**Document passage:**
########

In another aspect of the invention, a method includes forming two or more conductive wires with rounded corners on a wafer body. The rounded corners include at least one of outside rounded corners where outside edges of the two or more conductive wires meet, and inside rounded corners where inside edges of the two or more conductive wires meet. The method further includes forming a dielectric layer on the wafer body and between the two or more conductive wires.
In yet another aspect of the invention, a structure includes at least two conductive wires with rounded corners formed on a substrate. The structure also includes a dielectric film formed on the substrate and between the at least two conductive wires with the rounded corners, where the dielectric film is devoid or substantially devoid of cracking.
In another aspect of the invention, a design structure tangibly embodied in a machine readable storage medium for designing, manufacturing, or testing an integrated circuit is provided. The design structure comprises the structures of the present invention. In further embodiments, a hardware description language (HDL) design structure encoded on a machine-readable data storage medium comprises elements that when processed in a computer-aided design system generates a machine-executable representation of a corner-rounded structure, which comprises the structures of the present invention. In still further embodiments, a method in a computer-aided design system is provided for generating a functional design model of the corner-rounded structure. The method comprises generating a functional representation of the structural elements of the corner-rounded structure.

########

**Items:**
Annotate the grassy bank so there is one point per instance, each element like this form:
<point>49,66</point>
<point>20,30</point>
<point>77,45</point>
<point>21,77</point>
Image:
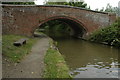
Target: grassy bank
<point>55,64</point>
<point>109,35</point>
<point>13,53</point>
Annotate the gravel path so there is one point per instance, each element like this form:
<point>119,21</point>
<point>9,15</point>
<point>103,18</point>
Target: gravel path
<point>31,66</point>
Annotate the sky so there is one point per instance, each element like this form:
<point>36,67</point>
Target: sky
<point>94,4</point>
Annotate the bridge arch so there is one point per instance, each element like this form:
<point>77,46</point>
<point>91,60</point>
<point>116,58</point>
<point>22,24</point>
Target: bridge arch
<point>77,26</point>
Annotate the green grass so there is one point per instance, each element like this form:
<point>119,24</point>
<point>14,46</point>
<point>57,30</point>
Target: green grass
<point>109,35</point>
<point>13,53</point>
<point>55,64</point>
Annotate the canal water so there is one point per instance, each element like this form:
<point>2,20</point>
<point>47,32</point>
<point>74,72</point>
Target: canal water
<point>89,60</point>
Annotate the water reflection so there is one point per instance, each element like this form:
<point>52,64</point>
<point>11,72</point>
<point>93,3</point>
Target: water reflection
<point>89,60</point>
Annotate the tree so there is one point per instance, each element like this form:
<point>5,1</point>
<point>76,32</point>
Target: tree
<point>75,3</point>
<point>20,3</point>
<point>108,8</point>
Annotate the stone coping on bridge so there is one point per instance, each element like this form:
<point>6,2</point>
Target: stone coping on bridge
<point>62,6</point>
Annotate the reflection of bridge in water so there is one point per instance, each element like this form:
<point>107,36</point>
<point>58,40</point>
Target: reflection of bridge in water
<point>23,20</point>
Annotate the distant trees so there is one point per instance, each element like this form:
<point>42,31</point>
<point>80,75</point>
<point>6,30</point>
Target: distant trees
<point>111,9</point>
<point>75,3</point>
<point>20,3</point>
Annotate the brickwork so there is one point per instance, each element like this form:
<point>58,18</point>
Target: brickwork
<point>23,20</point>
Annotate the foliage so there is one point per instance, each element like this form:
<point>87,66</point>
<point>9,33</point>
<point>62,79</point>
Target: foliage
<point>12,52</point>
<point>75,3</point>
<point>19,3</point>
<point>110,9</point>
<point>55,64</point>
<point>109,35</point>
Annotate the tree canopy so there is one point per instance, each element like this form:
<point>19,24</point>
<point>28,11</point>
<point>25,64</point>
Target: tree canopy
<point>75,3</point>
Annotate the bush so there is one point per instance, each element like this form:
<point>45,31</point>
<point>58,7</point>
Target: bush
<point>109,35</point>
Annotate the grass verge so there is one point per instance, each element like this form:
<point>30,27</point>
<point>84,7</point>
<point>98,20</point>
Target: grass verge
<point>109,35</point>
<point>55,64</point>
<point>13,53</point>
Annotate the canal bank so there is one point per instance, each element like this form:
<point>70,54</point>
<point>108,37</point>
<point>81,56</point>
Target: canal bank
<point>44,56</point>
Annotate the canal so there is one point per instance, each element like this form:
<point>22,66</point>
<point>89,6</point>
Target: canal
<point>89,60</point>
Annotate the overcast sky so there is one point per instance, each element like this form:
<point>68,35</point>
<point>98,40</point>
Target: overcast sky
<point>92,3</point>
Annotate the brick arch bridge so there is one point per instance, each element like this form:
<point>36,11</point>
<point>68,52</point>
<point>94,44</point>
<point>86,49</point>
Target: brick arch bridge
<point>23,20</point>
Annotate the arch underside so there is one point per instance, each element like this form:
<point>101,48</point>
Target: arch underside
<point>78,28</point>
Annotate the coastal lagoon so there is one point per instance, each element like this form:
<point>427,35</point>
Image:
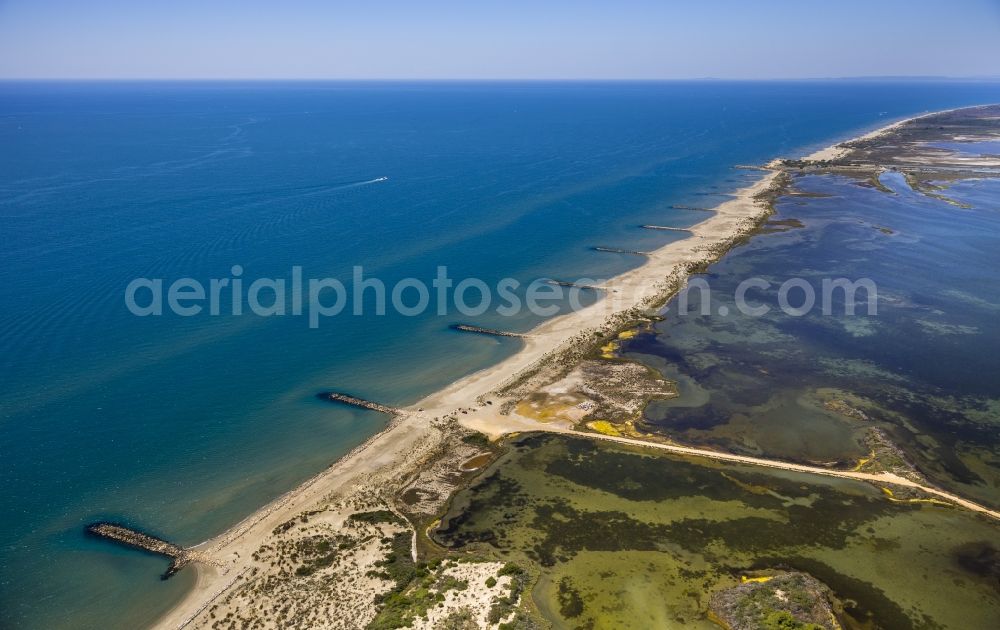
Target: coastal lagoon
<point>183,425</point>
<point>923,367</point>
<point>622,536</point>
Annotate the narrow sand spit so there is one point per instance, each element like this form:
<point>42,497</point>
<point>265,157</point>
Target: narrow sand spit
<point>402,448</point>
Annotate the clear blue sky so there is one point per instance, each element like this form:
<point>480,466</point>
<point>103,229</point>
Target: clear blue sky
<point>497,39</point>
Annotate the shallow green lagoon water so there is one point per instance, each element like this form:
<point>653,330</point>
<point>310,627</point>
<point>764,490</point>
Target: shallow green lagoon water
<point>623,538</point>
<point>923,367</point>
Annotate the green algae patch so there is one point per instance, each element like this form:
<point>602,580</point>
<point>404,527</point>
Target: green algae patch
<point>618,536</point>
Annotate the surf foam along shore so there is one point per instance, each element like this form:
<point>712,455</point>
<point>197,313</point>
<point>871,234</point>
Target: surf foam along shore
<point>375,470</point>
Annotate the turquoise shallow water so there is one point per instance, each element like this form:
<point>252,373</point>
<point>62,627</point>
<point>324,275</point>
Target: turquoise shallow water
<point>184,425</point>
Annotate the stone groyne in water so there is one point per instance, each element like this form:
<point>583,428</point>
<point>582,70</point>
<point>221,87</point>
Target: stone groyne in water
<point>138,540</point>
<point>354,401</point>
<point>486,331</point>
<point>616,250</point>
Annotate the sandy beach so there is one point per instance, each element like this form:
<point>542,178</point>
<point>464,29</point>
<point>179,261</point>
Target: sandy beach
<point>401,450</point>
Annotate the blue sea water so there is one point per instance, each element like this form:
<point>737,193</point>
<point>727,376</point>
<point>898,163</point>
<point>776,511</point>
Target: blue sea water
<point>183,425</point>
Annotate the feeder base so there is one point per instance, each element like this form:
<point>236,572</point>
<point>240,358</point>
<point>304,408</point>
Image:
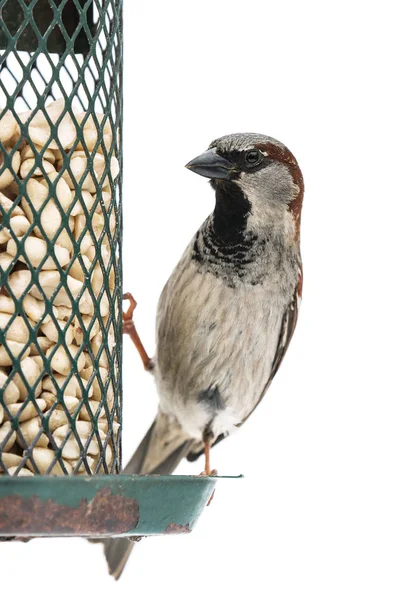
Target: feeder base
<point>101,505</point>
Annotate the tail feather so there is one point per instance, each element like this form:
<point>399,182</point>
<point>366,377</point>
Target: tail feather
<point>159,453</point>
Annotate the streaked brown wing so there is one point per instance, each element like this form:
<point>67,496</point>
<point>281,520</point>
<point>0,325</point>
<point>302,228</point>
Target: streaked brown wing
<point>288,326</point>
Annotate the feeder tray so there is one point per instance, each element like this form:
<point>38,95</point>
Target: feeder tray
<point>60,220</point>
<point>101,505</point>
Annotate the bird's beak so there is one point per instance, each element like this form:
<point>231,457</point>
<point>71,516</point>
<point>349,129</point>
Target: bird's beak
<point>212,165</point>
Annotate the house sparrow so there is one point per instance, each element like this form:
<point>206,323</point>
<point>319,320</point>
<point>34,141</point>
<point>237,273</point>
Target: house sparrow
<point>227,313</point>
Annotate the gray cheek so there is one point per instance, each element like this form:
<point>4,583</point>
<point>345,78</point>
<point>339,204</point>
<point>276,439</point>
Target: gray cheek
<point>274,185</point>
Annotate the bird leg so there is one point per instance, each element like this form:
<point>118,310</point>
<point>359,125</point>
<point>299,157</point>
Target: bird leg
<point>207,440</point>
<point>128,327</point>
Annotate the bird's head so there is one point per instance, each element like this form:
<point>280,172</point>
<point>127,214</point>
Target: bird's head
<point>259,170</point>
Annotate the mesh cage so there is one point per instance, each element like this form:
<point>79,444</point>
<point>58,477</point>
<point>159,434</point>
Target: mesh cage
<point>60,236</point>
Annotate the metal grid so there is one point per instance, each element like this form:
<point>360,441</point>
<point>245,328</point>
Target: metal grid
<point>84,85</point>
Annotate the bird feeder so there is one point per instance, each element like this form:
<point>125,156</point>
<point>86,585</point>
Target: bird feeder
<point>61,283</point>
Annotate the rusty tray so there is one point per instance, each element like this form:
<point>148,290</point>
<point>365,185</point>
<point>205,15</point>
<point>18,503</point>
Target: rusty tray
<point>102,505</point>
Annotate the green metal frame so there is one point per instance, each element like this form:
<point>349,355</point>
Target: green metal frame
<point>93,81</point>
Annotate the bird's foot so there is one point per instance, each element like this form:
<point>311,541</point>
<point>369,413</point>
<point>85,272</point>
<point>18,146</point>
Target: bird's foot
<point>128,327</point>
<point>211,473</point>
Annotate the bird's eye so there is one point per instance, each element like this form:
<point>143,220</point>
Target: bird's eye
<point>253,157</point>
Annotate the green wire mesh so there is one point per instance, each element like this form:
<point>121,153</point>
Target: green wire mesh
<point>60,236</point>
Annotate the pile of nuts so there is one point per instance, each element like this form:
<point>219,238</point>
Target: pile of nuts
<point>44,422</point>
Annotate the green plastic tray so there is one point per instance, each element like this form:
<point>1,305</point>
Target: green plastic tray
<point>101,506</point>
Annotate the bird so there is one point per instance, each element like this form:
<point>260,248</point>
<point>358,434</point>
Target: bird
<point>227,313</point>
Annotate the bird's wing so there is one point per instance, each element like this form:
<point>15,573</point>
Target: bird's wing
<point>288,326</point>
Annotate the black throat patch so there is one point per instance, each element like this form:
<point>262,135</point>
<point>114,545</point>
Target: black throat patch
<point>223,245</point>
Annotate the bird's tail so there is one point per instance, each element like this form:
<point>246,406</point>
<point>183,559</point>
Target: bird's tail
<point>160,452</point>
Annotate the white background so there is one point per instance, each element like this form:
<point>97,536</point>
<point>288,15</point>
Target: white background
<point>317,515</point>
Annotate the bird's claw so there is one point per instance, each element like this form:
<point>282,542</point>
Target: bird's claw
<point>128,327</point>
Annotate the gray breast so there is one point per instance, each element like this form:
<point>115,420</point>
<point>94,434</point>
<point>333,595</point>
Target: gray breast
<point>216,338</point>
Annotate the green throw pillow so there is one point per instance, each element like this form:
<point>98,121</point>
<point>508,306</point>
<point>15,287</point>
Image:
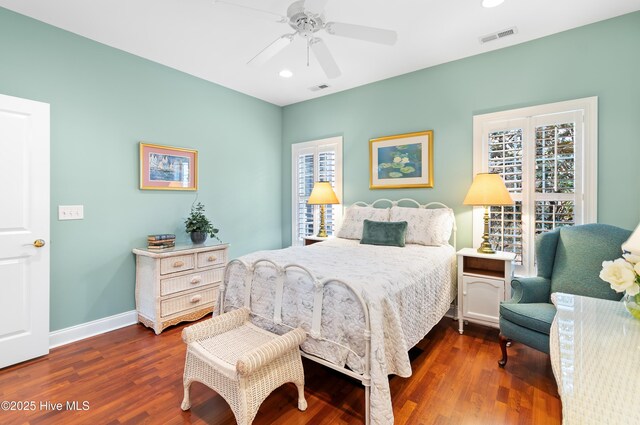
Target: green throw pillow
<point>389,233</point>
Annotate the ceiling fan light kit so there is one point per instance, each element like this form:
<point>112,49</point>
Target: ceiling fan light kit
<point>491,3</point>
<point>306,18</point>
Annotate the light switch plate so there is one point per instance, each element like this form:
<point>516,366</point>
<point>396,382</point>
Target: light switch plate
<point>70,212</point>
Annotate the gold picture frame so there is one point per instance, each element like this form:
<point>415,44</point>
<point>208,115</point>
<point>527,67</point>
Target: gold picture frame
<point>168,168</point>
<point>401,161</point>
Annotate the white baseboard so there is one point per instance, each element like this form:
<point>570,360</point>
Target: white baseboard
<point>96,327</point>
<point>453,312</point>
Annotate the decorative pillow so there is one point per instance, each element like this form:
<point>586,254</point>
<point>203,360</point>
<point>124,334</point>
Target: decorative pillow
<point>354,217</point>
<point>387,233</point>
<point>425,226</point>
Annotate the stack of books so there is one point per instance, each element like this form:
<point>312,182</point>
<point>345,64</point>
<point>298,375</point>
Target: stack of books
<point>163,241</point>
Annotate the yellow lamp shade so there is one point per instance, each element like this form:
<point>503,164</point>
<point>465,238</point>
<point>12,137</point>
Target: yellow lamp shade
<point>322,194</point>
<point>488,189</point>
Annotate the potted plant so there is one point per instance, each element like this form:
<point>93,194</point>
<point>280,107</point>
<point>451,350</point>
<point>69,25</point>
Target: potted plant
<point>199,226</point>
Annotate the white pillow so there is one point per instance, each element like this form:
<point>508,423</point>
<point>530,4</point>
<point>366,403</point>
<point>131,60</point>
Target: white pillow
<point>353,220</point>
<point>425,226</point>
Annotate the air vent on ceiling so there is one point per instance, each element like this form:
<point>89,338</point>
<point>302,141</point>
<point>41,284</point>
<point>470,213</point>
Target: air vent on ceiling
<point>319,87</point>
<point>499,34</point>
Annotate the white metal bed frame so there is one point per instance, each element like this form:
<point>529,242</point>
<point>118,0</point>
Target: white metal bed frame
<point>315,331</point>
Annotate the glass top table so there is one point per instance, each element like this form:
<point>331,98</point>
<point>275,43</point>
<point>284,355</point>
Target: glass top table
<point>595,356</point>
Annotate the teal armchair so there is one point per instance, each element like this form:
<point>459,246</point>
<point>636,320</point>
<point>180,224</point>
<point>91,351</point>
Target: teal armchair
<point>569,260</point>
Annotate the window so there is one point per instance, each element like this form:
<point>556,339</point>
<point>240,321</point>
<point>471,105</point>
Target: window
<point>547,157</point>
<point>319,160</point>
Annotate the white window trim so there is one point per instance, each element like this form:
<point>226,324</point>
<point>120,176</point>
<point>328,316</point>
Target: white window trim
<point>315,146</point>
<point>589,160</point>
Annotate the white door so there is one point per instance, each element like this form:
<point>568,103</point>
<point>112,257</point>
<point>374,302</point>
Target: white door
<point>24,225</point>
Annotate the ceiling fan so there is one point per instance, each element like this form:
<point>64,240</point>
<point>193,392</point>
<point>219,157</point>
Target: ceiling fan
<point>307,19</point>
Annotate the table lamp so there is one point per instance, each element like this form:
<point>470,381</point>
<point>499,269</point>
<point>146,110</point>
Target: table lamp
<point>322,194</point>
<point>487,190</point>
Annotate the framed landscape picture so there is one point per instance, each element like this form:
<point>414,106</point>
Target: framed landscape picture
<point>401,161</point>
<point>168,168</point>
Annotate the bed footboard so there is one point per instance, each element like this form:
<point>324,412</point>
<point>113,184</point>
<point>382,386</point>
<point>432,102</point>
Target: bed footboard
<point>315,330</point>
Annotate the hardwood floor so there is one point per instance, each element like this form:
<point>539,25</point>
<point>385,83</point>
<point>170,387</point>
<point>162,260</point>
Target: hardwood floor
<point>132,376</point>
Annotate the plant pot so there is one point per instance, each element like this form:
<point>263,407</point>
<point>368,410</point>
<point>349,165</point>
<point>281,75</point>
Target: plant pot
<point>198,237</point>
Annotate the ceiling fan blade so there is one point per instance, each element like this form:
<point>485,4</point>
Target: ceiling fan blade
<point>374,35</point>
<point>254,12</point>
<point>315,7</point>
<point>322,53</point>
<point>271,50</point>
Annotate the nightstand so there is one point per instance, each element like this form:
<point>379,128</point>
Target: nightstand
<point>483,281</point>
<point>310,240</point>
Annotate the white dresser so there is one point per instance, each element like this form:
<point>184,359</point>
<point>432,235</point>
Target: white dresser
<point>179,284</point>
<point>595,352</point>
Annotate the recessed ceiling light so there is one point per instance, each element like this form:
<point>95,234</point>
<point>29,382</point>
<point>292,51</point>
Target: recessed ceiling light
<point>491,3</point>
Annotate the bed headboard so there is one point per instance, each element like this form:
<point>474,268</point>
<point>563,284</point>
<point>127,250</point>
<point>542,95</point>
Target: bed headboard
<point>413,203</point>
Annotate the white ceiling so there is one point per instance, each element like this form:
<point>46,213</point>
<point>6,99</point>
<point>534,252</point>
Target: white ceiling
<point>215,41</point>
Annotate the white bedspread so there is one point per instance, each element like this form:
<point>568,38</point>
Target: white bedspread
<point>408,291</point>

########

**Written problem 1:** In the passage on rounded-corner conductive wires, restate the part that opens with the words containing "In another aspect of the invention, a method" and closes with "devoid of cracking.", renaming "wafer body" to "base layer".
**Written problem 2:** In the passage on rounded-corner conductive wires, where are the inside rounded corners located?

**Worked answer 1:**
In another aspect of the invention, a method includes forming two or more conductive wires with rounded corners on a base layer. The rounded corners include at least one of outside rounded corners where outside edges of the two or more conductive wires meet, and inside rounded corners where inside edges of the two or more conductive wires meet. The method further includes forming a dielectric layer on the base layer and between the two or more conductive wires.
In yet another aspect of the invention, a structure includes at least two conductive wires with rounded corners formed on a substrate. The structure also includes a dielectric film formed on the substrate and between the at least two conductive wires with the rounded corners, where the dielectric film is devoid or substantially devoid of cracking.

**Worked answer 2:** They are where the inside edges of the two or more conductive wires meet.